Text shown:
>>>
Top navigation bar

The navigation bar displays common navigation, a global search bar, page titles, and page-level actions.

Anatomy

"A top navigation diagram displaying anatomy."
  1. Primary toolbar
  2. Secondary toolbar
  3. Leading button
  4. Content area
  5. Trailing buttons

Properties

Container

The container bounds the primary and secondary toolbars and automatically handles the devices safe zones.

"A stylized mobile screen with a top navigation bar titled “address” with a dotted pink outline."

Title

The title is available in the primary toolbar and should succinctly describe the page’s purpose. If the title isn’t visible, an accessible title must be provided for screen readers.

"A stylized mobile screen with a top navigation bar titled “address”."

Layout

The top navigation bar is available in multiple layouts.
Inline: the default layout with the title inline between the navigation buttons.
<<<
Exercises:
1. Reproduce the passage of the top navigation bar text from "1. Primary toolbar" up to and including "devices safe zones.", and substitute "safe areas" for "safe zones" in it.
2. Proceed with the top navigation bar text, starting right after its last sentence.
The data after this point plays no part here.

Raw data:
>>>
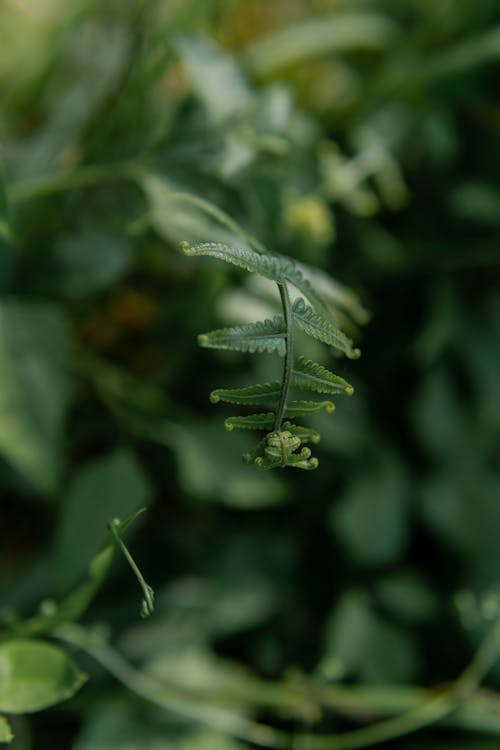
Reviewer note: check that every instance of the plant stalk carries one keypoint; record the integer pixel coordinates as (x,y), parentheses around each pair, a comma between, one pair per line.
<<<
The responses:
1.
1. Primary toolbar
  2. Secondary toolbar
  3. Leading button
  4. Content area
  5. Trailing buttons

Properties

Container

The container bounds the primary and secondary toolbars and automatically handles the devices safe areas.

2.
Stacked: for larger titles and expressive moments.
No title: For detail views where a title on the page acts as the page title.
Search only: For search views and search results pages.

"Four unique layouts of top navigation."

Leading buttons

The leading button area of the primary toolbar contains the back button when viewing subpages and detail views.

"A stylized mobile screen with a top navigation bar titled “Security” and security content."

Trailing buttons

Up to 3 trailing buttons can be visible in the primary toolbar. Additional buttons are collapsed into an overflow menu.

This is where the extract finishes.